**Arbeitsauftrag 1:** Nenne alle Länder- und Städtenamen, die im Text über die Proteste in Indien vorkommen.
**Arbeitsauftrag 2:**
Beantworte anhand des Textes über die Proteste in Indien die folgenden Fragen.
(a) Wie alt war die Studentin, die im Bus überfallen wurde?
(b) Welche Höchststrafe kann in Indien für eine Vergewaltigung verhängt werden?
(c) In welchem Jahr wurde das Kastensystem offiziell abgeschafft?
**Arbeitsauftrag 3:** Schreibe den Text über die Proteste in Indien im Anschluss an seinen letzten Satz weiter.
═════ Extrahierter Text
Dienstag, 1. Januar 2013


Wandel aus der Mitte


Indien ist in Aufruhr - so sehr, dass selbst deutsche Medien über die teilweise gewaltsamen Demonstrationen für mehr Frauenrechte berichten. In Delhi, dem Epizentrum der Protestwelle, gehen überwiegend junge Frauen und Männer seit Tagen auf die Straße. Sie fordern mehr Sicherheit für Frauen und eine härtere Strafverfolgung bei sexuellen Übergriffen.
Auslöser war die brutale Vergewaltigung einer 23-jährigen Studentin, die am 16. Dezember abends in einem Privatbus von sechs Männern eine Stunde lang missbraucht und mit einer Eisenstange schwer verletzt wurde. Ihr Freund, mit dem sie sich auf dem Rückweg von einem Kinobesuch befand, wurde vorher bewusstlos geschlagen. Nach der perversen Tat wurden beide aus dem fahrenden Bus geworfen.
Zwei Wochen lang hat die junge Frau ums Überleben gekämpft, sie wurde mehrmals notoperiert und sogar nach Singapur ausgeflogen (s. untenstehender Link). Es hat alles nicht geholfen, am Wochenende ist sie gestorben. Doch mit ihrem Tod ist der Protest erneut aufgeflammt.
Ich habe die Protesten noch nicht unmittelbar mitbekommen, sie erstrecken sich offenbar auf das Regierungsviertel nahe des Stadtzentrums. Am Heiligabend sowie am vergangenen Wochenende waren allerdings zahlreiche Metrostationen in Zentrumsnähe geschlossen, was mich zum Glück nicht beeinträchtigt hat.
Die Täter wurden mittlerweile – entgegen dem Regelfall – schnell gefasst. Ihnen soll nun zügig der Prozess gemacht werden, und geht es nach den Demonstranten, ist das Urteil eindeutig: die Todesstrafe. Sie wird in Indien nur noch selten angewendet, das letzte Mal allerdings im November dieses Jahres, als der einzig überlebende Attentäter der Anschläge von Mumbai, ein Pakistaner, erhängt wurde.
An sich sind die Strafen für Vergewaltigungen in Indien schon hoch genug, als Höchststrafe kann lebenslange Haft verhängt werden. Allein die Korruption in Polizei- und Justizkreisen verhindert allzu oft eine konsequente Bestrafung der Täter. (Im Artikel, der am Freitag in der Nordwest Zeitung erschienen ist und der unten verlinkt ist, äußert sich eine meiner Kolleginnen dazu.) Das Kastensystem ist immer noch präsent. Wenn ein Mann einer höheren Kaste eine in der gesellschaftlichen Hierarchie unter ihm stehende Frau missbraucht, wird er oft nicht verfolgt, berichtet etwa sueddeutsche.de.
Und hier liegt für mich der Kern des Problems: Indien hat nicht nur ein Frauenrechtsproblem, sondern ein darüber hinausgehendes Defizit an Gleichberechtigung. Hier zeigt sich, dass Gesetze selten eine tiefgreifende Veränderung bewirken können. Trotz der offiziellen Abschaffung des Kastensystems 1948 (!) wird in Zeitungsanzeigen, in denen nach Heiratspartnern gesucht wird, noch immer die Kaste angegeben.
══════════
═════ Datensatzeinträge
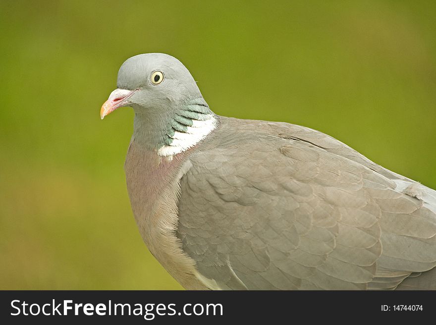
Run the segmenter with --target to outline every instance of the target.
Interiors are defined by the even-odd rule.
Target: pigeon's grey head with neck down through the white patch
[[[133,137],[162,156],[194,146],[217,125],[191,73],[168,54],[139,54],[121,65],[101,118],[126,106],[135,111]]]

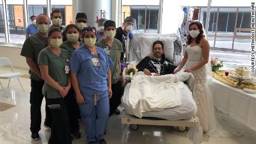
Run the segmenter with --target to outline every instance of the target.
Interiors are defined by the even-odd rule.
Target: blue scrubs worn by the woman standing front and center
[[[114,66],[103,48],[96,47],[98,56],[91,53],[86,46],[76,49],[70,59],[70,70],[77,74],[80,91],[85,104],[78,105],[81,118],[85,123],[88,142],[104,138],[109,120],[109,96],[107,87],[107,71]],[[93,66],[92,59],[99,59],[100,66]]]

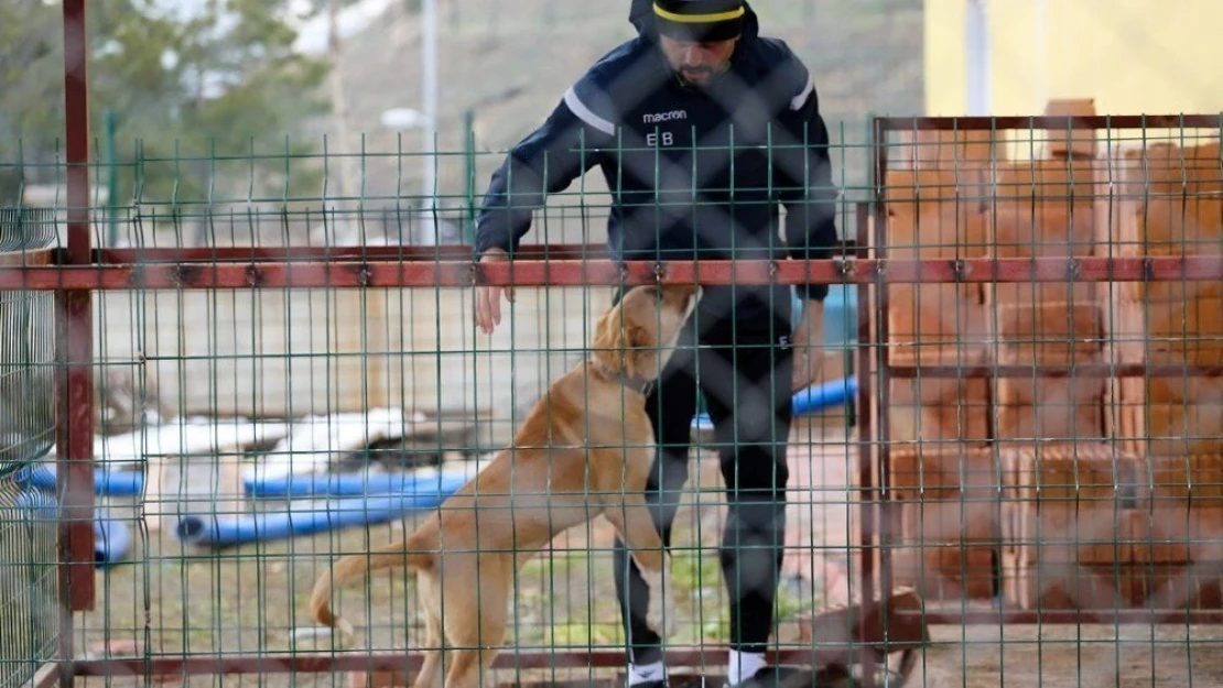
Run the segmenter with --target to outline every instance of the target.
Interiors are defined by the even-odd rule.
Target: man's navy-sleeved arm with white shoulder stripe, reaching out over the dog
[[[495,172],[476,219],[476,255],[499,248],[512,255],[547,194],[564,191],[598,163],[604,131],[588,123],[574,90],[536,131],[515,145]],[[575,114],[575,109],[586,117]],[[597,123],[604,122],[596,120]]]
══════════
**Antwortfeld 1:** Indien, Delhi, Singapur, Mumbai

**Antwortfeld 2:**
(a) 23 Jahre
(b) Lebenslange Haft
(c) 1948

**Antwortfeld 3:**
Einerseits trägt sicherlich der korrupte und ineffiziente Staatsapparat eine Mitschuld. Andererseits ist es jedoch schwierig, einen gesellschaftlichen Prozess zu forcieren, wenn fest verankerte Hierarchien den Alltag bestimmen und mehr oder weniger stillschweigend geduldet werden.
Womöglich hat dieser Fall das Potenzial einen solchen Wandel voranzutreiben, ähnlich wie der Tod des tunesischen Gemüseverkäufers, der durch seine Selbstverbrennung den Arabischen Frühling initiierte. Und dennoch sind es zwei völlig entgegengesetzte Beispiele.
Während in den arabischen Ländern Diktatoren unfreie Gesetze erließen, ist Indien offiziell ein demokratischer Staat, wenngleich die Umsetzung der Demokratie an vielen Stellen mangelhaft ist.
Manche Dinge entziehen sich aber auch der Macht eines Staates. So stehen selbst in Delhi arrangierte Hochzeiten noch auf der Tagesordnung, ich selbst werde im April Zeuge einer solchen werden. Dabei möchte ich im konkreten Fall gar nicht beurteilen, ob beide Partner darüber glücklich sind oder nicht, das mag von Fall zu Fall tatsächlich unterschiedlich sein. Dieses Relikt  aus alten Zeiten nimmt jedoch jungen Menschen ihre Wahlfreiheit.
Viele junge Inder hängen fest zwischen Tradition und Moderne: Sie tragen Jeans und Hemden von internationalen Marken, aber werden mit einer von den Eltern ausgewählten Frau verheiratet.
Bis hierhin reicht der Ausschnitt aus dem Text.